SOURCE EXTRACT ->
-------------------------
Yeah, I get it, you're a dedicated do-gooder and people don't stroke your ego
often enough. You're a legend in your own mind.

>I'm not sure why free speech IS file sharing in your argument.

"file sharing" or 'freeloaders watching movies without paying' is a minor
consequence of free speech on the internet.

>You're also making assumptions about the law I operate under.

Your rhetoric falls within what I would classify as typical American
scaremongering. TBH, if you're going to make these kinds of posts in a thread
about the US DOJ's crowing about their success defending private industry's
profit goals; I don't think it matters much.

------
DigitalSea
Uh, oh. Lets hope that programmers at Google and Dropbox don't find themselves
in prison for knowingly developing web applications that people are using for
infringing content. This is ridiculous. Lets jail the developers of uTorrent
while we are at it, thanks to them, I am able to easily queue up a torrent of
Game of Thrones.
-------------------------
Source records ->

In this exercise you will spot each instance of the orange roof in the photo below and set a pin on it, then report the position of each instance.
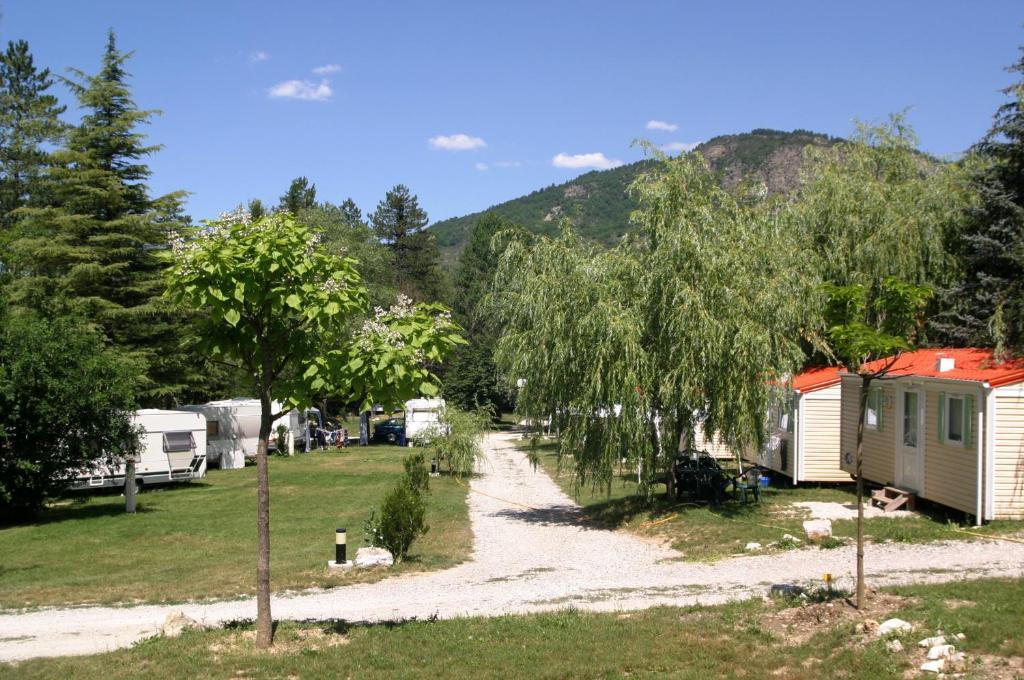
(972, 365)
(817, 378)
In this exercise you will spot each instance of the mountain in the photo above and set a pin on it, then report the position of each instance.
(598, 202)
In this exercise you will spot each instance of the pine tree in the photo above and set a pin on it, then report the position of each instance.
(470, 378)
(400, 224)
(29, 120)
(300, 196)
(94, 244)
(986, 305)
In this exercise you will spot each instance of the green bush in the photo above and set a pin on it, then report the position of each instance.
(401, 519)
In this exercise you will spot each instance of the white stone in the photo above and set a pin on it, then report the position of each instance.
(374, 557)
(817, 528)
(893, 626)
(175, 623)
(941, 651)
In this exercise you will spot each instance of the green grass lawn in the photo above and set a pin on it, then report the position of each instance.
(198, 541)
(704, 533)
(751, 639)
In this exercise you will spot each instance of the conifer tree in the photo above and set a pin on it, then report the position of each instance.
(985, 306)
(29, 120)
(95, 243)
(400, 224)
(300, 196)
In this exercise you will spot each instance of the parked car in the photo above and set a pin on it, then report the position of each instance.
(391, 430)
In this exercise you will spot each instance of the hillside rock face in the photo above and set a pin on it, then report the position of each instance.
(599, 203)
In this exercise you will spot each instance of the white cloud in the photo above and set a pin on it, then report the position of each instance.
(662, 125)
(457, 142)
(327, 69)
(677, 146)
(577, 161)
(302, 89)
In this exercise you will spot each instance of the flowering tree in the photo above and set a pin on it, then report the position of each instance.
(388, 359)
(273, 303)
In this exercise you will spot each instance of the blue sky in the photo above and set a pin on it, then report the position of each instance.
(470, 103)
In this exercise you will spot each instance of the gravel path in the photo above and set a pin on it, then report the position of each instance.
(532, 554)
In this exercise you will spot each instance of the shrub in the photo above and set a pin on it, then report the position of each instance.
(401, 519)
(417, 476)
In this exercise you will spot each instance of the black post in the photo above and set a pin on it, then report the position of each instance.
(339, 547)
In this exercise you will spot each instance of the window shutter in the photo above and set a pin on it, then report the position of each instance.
(879, 401)
(942, 417)
(968, 419)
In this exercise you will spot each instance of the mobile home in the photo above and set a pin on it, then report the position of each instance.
(173, 449)
(232, 429)
(804, 429)
(946, 425)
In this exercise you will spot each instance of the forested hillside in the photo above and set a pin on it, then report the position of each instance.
(598, 202)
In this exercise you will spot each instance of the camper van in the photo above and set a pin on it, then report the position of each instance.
(232, 429)
(173, 449)
(421, 416)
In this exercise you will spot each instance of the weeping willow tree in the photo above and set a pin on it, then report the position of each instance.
(694, 315)
(876, 215)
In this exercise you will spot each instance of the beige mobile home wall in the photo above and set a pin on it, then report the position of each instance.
(880, 453)
(1009, 445)
(820, 415)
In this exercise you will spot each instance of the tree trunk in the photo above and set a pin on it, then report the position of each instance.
(365, 428)
(130, 484)
(865, 383)
(264, 623)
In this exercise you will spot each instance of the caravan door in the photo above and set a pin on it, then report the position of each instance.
(910, 439)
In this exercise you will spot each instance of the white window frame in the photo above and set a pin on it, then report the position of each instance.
(877, 393)
(949, 396)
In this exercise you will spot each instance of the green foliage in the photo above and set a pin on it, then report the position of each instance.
(90, 235)
(65, 401)
(300, 196)
(694, 312)
(456, 440)
(984, 304)
(875, 214)
(388, 360)
(399, 223)
(401, 519)
(29, 121)
(416, 472)
(272, 299)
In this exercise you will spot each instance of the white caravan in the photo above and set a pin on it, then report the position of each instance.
(173, 449)
(422, 416)
(232, 429)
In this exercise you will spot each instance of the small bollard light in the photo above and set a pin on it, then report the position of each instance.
(339, 546)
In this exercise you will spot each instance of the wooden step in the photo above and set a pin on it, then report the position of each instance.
(890, 498)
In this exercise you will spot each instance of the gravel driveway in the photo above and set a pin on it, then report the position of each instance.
(531, 554)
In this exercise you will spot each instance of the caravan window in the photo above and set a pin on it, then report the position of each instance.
(178, 441)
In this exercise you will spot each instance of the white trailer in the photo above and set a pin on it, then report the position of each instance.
(232, 429)
(173, 449)
(422, 416)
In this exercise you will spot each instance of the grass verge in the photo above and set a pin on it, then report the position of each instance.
(198, 541)
(742, 639)
(702, 533)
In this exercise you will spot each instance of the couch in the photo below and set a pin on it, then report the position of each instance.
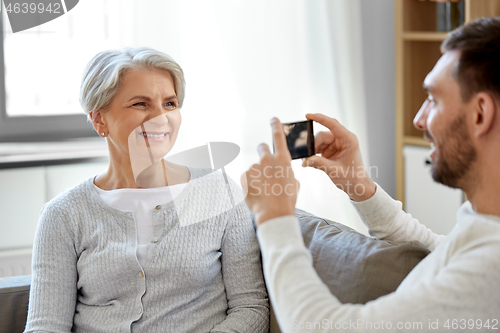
(355, 267)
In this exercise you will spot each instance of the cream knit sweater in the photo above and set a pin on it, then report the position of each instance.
(456, 288)
(203, 271)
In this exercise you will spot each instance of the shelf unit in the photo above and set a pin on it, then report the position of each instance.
(417, 50)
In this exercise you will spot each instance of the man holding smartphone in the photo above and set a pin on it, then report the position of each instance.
(460, 279)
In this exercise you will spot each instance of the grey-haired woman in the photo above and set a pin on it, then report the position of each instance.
(147, 245)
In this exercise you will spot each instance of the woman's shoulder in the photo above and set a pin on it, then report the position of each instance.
(73, 197)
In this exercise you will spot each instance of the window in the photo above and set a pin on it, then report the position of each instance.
(41, 70)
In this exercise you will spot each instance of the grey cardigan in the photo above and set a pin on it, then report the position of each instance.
(203, 272)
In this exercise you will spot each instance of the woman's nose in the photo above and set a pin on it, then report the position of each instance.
(420, 120)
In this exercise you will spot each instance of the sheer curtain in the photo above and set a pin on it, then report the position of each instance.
(246, 61)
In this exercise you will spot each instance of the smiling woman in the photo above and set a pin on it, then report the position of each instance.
(111, 251)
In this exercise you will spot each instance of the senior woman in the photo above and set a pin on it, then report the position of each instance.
(111, 254)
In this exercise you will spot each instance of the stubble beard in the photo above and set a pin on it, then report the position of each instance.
(456, 156)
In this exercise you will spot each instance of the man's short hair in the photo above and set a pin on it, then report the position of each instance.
(479, 66)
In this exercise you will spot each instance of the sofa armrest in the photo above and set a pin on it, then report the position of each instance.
(14, 296)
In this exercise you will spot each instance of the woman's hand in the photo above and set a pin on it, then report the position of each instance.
(272, 187)
(340, 159)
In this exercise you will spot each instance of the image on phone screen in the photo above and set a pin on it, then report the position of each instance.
(300, 138)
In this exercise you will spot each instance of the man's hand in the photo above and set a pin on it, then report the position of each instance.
(272, 188)
(340, 159)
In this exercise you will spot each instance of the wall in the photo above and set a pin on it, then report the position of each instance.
(379, 69)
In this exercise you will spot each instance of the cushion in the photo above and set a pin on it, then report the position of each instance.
(14, 295)
(355, 267)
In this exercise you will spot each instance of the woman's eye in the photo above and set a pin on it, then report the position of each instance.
(170, 105)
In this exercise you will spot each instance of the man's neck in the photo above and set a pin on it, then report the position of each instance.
(485, 194)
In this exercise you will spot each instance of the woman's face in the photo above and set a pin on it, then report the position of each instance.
(143, 119)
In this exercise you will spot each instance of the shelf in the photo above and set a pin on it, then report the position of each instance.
(416, 141)
(424, 36)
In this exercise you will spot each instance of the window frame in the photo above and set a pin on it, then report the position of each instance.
(33, 128)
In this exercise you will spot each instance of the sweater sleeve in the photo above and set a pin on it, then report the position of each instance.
(303, 303)
(248, 304)
(54, 277)
(386, 219)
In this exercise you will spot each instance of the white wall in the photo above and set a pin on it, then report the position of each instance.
(379, 69)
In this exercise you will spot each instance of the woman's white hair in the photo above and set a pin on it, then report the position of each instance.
(102, 75)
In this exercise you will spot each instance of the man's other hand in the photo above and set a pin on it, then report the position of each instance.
(340, 158)
(272, 187)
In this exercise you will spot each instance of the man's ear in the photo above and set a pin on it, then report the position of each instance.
(485, 110)
(98, 121)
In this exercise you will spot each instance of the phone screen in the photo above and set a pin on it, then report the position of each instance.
(300, 138)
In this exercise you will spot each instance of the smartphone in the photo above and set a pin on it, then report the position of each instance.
(300, 138)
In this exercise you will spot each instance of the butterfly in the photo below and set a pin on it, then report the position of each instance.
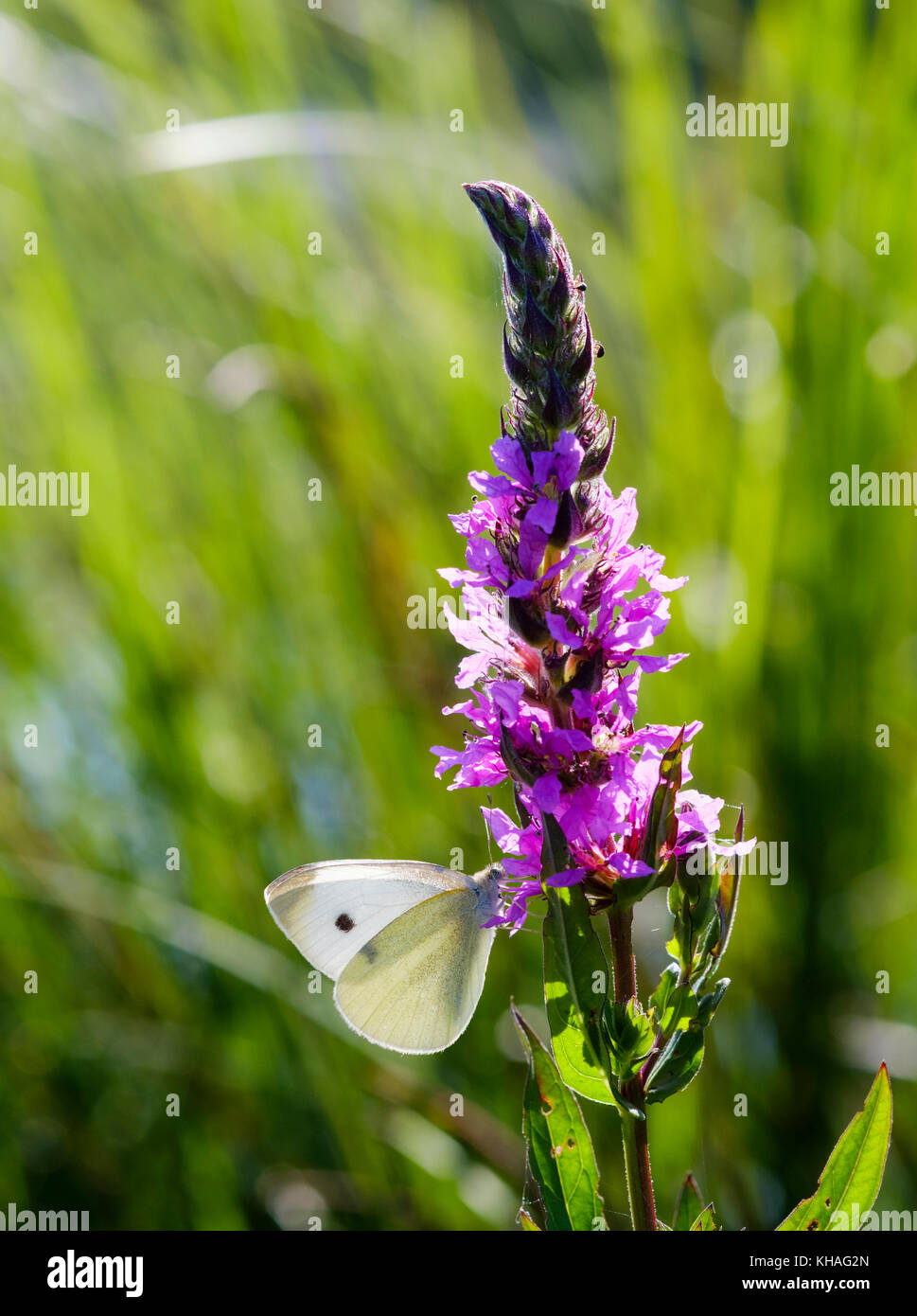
(403, 942)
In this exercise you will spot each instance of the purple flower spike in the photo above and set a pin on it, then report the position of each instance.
(558, 610)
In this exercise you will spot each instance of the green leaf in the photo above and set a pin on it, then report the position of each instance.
-------------------------
OBJECTIVE 1 ->
Summarize the file-sharing thread in two sentences.
OBJECTIVE 2 ->
Extend the file-sharing thread with a further reply that follows DigitalSea's post.
The listing is drawn from a different source than the file-sharing thread.

EXERCISE RESULT 1 ->
One commenter mocks an opponent as a self-regarding do-gooder, describes file sharing as a minor consequence of free speech on the internet, and dismisses the opponent's rhetoric as typical American scaremongering in a thread about the US DOJ boasting of defending private industry's profit goals. A second commenter, DigitalSea, calls the situation ridiculous and sarcastically suggests that programmers at Google and Dropbox could be imprisoned for building applications used for infringing content, and that uTorrent's developers could be jailed as well because their software makes it easy to queue a torrent of Game of Thrones.

EXERCISE RESULT 2 ->
We are living in a world where people are being jailed or acts that cause no
actual harm to anyone all the while people committing actual crimes go
unnoticed or repeatedly go in and out of the system. People slinging drugs in
the streets probably get lesser sentences than Andrus got for helping develop
Megaupload.

"In court papers, Nomm agreed that the harm caused to copyright holders by the
Mega Conspiracy’s criminal conduct exceeded $400 million. He further
acknowledged that the group obtained at least $175 million in proceeds through
their conduct."

Classic entertainment industry mathematics. How can a figure as large as $400
million be accurately proven? Seems like they just spun a massive wheel down
at the law firm and chose whatever number sounded large, but not over the top.
More specifically, how can a computer programmer who doesn't sound like had
any involvement in the business side of things know how much Megaupload
supposedly cost the industry?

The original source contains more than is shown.